→ Exercise prompt: Up to and including the line with "Could you please outline every instance of the <item>grass", repeat every line of the listing exactly, beginning at the first.

→ Given records:
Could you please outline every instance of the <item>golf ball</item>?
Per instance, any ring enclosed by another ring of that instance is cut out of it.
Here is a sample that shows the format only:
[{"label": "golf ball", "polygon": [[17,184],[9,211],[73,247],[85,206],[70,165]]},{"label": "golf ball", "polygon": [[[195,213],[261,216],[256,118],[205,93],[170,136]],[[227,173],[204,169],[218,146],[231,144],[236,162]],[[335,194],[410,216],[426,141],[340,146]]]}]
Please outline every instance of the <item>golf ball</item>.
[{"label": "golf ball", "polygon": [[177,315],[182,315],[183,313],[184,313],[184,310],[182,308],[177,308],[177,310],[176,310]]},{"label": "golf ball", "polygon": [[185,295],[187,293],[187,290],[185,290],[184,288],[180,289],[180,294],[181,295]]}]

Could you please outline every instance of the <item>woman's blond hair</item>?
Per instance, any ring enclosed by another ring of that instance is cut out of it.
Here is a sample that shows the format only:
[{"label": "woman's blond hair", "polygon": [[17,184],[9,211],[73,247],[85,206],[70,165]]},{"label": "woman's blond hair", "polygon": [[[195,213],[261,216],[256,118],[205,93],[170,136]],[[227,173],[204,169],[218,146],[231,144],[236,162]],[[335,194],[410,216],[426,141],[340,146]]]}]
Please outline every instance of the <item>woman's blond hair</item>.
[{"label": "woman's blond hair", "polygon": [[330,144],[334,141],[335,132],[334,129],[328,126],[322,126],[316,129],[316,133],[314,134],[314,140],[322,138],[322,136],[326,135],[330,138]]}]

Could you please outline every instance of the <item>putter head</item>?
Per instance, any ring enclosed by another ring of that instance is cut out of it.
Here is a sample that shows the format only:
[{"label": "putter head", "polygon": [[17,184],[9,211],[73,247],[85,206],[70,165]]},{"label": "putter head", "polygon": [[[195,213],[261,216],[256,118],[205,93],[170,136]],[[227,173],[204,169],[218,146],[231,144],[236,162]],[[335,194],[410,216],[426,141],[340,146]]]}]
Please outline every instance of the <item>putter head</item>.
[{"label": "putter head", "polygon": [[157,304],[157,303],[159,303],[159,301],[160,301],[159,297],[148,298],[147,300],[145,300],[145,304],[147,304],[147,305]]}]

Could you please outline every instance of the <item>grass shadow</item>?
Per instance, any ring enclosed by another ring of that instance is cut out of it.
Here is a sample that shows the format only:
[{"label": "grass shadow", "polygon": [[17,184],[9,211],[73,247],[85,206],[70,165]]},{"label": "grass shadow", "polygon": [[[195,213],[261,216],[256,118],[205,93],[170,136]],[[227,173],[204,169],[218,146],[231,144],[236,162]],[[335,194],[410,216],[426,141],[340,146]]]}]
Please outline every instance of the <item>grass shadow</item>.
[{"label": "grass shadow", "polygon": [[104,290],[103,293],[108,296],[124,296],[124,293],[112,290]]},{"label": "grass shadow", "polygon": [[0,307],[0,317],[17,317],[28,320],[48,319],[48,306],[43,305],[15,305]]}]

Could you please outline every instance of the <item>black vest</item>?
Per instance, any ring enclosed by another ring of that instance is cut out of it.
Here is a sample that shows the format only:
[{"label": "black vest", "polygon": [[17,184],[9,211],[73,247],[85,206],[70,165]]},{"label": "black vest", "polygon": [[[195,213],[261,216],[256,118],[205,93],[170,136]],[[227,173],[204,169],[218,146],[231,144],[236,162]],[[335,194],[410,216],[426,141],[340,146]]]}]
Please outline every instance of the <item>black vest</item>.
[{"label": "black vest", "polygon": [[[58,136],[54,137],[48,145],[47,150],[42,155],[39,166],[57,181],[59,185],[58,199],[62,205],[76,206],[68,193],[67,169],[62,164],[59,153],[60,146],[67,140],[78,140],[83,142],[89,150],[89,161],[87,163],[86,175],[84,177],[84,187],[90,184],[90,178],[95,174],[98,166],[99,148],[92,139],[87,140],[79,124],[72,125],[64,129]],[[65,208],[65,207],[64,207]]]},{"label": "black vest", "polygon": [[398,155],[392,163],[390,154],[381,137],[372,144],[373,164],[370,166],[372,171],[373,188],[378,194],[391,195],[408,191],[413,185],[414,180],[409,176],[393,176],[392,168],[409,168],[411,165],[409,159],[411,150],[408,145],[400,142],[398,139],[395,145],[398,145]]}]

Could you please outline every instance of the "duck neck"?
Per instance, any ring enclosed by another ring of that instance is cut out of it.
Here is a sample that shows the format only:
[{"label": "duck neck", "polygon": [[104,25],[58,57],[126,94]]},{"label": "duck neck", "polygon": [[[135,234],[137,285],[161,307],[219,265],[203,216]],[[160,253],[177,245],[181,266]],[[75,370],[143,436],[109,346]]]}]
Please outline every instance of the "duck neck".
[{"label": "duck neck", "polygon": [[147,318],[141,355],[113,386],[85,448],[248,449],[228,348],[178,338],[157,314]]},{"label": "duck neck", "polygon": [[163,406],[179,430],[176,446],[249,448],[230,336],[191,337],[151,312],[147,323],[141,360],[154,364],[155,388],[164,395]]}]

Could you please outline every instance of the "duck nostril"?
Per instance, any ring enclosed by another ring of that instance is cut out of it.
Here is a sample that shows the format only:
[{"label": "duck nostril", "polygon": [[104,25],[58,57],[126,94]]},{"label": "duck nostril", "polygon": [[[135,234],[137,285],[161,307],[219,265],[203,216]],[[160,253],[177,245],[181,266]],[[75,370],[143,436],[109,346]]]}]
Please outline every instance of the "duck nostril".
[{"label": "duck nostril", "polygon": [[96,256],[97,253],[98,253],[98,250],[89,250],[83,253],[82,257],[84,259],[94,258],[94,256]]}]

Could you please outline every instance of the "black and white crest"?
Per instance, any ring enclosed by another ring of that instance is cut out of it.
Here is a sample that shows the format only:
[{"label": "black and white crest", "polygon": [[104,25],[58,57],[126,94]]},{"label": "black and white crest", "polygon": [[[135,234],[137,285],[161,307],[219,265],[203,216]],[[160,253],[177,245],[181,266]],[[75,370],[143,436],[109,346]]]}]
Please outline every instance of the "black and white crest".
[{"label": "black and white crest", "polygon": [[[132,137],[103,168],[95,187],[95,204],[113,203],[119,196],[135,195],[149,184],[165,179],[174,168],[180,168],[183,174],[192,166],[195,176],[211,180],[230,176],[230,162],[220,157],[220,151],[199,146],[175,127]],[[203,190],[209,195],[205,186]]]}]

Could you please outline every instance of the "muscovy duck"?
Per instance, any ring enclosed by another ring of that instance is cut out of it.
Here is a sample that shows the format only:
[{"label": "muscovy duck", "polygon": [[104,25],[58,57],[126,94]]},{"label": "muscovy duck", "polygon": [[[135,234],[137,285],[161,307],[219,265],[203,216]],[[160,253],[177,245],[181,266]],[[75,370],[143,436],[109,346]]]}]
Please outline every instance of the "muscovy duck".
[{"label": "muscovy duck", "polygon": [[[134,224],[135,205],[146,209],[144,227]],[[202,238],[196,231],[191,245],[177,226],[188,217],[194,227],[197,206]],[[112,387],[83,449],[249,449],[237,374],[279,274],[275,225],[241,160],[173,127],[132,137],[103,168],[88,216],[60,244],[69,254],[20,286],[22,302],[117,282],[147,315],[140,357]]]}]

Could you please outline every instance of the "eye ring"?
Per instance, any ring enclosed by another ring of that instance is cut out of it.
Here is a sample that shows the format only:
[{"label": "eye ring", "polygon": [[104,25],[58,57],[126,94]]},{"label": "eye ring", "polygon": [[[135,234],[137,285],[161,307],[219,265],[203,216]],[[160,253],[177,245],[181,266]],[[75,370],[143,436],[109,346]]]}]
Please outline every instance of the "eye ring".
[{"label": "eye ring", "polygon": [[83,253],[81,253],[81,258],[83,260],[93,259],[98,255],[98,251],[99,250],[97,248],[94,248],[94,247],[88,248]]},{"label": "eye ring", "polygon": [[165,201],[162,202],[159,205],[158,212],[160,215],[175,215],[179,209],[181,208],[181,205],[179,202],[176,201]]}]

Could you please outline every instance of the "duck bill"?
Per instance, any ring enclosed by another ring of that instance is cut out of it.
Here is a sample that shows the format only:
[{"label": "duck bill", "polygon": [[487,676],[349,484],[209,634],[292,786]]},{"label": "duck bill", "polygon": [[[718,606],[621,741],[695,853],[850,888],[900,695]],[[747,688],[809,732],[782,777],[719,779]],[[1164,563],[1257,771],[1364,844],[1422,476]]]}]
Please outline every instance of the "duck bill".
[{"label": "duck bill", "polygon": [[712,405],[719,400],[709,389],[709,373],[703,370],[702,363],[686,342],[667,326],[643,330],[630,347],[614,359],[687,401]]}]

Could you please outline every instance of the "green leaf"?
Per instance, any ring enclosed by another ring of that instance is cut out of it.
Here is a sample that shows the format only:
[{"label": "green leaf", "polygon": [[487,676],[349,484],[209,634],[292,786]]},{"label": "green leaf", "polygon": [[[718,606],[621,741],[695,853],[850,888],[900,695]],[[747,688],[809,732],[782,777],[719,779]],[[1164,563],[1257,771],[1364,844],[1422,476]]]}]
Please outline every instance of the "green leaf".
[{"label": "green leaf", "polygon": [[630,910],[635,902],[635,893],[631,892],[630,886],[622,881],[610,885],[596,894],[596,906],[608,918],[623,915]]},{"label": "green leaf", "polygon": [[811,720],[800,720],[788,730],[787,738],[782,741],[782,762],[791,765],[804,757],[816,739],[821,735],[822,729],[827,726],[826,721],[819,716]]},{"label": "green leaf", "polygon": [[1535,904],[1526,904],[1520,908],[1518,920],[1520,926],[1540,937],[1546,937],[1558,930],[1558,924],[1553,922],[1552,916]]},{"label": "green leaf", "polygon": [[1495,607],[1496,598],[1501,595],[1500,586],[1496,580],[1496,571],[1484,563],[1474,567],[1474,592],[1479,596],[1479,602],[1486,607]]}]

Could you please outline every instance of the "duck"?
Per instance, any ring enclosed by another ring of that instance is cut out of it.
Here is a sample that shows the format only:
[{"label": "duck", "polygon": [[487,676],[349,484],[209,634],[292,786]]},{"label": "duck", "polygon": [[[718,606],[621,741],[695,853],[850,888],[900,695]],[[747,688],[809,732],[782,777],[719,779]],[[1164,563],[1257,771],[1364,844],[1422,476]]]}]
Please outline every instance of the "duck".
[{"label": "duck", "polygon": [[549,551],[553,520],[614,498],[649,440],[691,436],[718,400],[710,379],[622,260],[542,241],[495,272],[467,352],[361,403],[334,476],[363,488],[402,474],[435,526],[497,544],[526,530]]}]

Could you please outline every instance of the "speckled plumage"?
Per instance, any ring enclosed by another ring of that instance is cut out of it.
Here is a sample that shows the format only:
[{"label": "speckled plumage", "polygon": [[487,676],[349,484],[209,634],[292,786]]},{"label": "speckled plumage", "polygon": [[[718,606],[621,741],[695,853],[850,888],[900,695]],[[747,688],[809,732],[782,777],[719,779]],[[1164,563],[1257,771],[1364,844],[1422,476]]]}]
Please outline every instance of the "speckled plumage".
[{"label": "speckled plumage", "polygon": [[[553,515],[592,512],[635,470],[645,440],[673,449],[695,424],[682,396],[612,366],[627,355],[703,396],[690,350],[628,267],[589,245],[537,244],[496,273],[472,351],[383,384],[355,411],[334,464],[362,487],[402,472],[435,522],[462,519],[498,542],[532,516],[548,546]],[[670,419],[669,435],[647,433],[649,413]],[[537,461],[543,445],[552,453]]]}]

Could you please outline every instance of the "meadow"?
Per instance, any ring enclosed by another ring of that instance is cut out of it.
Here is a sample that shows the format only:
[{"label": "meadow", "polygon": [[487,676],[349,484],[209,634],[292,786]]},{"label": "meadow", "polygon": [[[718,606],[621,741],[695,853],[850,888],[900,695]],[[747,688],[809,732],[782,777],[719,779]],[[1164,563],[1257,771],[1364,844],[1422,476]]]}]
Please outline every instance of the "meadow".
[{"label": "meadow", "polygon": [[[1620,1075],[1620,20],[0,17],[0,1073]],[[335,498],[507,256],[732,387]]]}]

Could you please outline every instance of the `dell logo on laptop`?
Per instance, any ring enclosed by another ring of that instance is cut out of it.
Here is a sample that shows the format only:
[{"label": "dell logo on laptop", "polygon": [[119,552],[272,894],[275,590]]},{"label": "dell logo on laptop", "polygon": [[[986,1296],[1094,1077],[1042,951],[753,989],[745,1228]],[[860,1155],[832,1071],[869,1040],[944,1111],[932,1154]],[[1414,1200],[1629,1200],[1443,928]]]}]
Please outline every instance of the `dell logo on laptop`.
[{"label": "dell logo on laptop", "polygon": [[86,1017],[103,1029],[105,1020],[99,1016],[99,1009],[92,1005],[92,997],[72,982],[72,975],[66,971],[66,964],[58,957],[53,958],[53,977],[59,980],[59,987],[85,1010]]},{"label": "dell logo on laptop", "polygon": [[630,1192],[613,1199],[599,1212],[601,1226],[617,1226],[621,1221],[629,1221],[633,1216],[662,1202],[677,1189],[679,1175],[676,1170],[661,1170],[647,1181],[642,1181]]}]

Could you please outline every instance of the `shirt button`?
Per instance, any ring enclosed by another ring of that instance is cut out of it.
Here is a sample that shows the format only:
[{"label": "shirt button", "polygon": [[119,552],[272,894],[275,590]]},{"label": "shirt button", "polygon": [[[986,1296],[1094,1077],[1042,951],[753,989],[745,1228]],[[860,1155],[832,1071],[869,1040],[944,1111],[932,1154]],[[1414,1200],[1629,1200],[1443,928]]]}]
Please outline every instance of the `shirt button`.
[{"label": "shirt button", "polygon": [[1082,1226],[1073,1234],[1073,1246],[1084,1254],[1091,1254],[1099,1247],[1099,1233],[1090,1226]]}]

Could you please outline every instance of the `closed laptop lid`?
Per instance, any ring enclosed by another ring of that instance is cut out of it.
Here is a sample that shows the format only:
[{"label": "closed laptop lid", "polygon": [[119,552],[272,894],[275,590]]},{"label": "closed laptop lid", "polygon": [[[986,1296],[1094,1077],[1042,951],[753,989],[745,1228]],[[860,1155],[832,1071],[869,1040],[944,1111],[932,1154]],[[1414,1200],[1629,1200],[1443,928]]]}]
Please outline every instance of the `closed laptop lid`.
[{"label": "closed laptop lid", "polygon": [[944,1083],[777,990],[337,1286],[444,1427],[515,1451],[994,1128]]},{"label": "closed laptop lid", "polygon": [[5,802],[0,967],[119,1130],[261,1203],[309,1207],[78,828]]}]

→ Output below:
Could you please outline every instance of the <item>golf ball</item>?
Per instance, any ring enclosed by another ring of that instance is cut out of it.
Here is a sample that shows the format only:
[{"label": "golf ball", "polygon": [[17,184],[9,211],[73,247],[85,206],[70,165]]},{"label": "golf ball", "polygon": [[[195,213],[261,216],[256,118],[205,93],[170,136]],[[227,173],[204,169],[218,146],[231,144],[236,162]],[[335,194],[410,216],[426,141],[340,146]]]}]
Please outline every instance of the <item>golf ball</item>.
[{"label": "golf ball", "polygon": [[177,315],[182,315],[183,313],[184,313],[184,310],[182,308],[177,308],[177,310],[176,310]]},{"label": "golf ball", "polygon": [[185,295],[187,293],[187,290],[185,290],[184,288],[180,289],[180,294],[181,295]]}]

Could you please outline every instance of the <item>woman's blond hair</item>?
Per instance, any ring enclosed by another ring of that instance is cut out of it.
Here is a sample that shows the format only:
[{"label": "woman's blond hair", "polygon": [[17,184],[9,211],[73,247],[85,206],[70,165]]},{"label": "woman's blond hair", "polygon": [[[195,213],[261,216],[256,118],[205,93],[170,136]],[[227,173],[204,169],[218,146],[231,144],[236,162]],[[335,194],[410,216],[426,141],[340,146]]]}]
Please outline every instance of the <item>woman's blond hair</item>.
[{"label": "woman's blond hair", "polygon": [[330,144],[334,141],[335,132],[334,129],[328,126],[322,126],[316,129],[316,133],[314,134],[314,140],[322,138],[322,136],[326,135],[330,138]]}]

Could you please outline every instance of the <item>putter head</item>?
Per instance, any ring enclosed by another ring of that instance is cut out of it.
Here is a sample that shows the format only:
[{"label": "putter head", "polygon": [[17,184],[9,211],[73,247],[85,206],[70,165]]},{"label": "putter head", "polygon": [[[195,213],[261,216],[256,118],[205,93],[170,136]],[[227,173],[204,169],[218,146],[231,144],[236,162]],[[335,194],[410,216],[426,141],[340,146]]]}]
Please outline every instance of the <item>putter head</item>.
[{"label": "putter head", "polygon": [[157,304],[157,303],[159,303],[159,301],[160,301],[159,297],[148,298],[147,300],[145,300],[145,304],[147,304],[147,305]]}]

Could you please outline every instance of the <item>grass shadow</item>?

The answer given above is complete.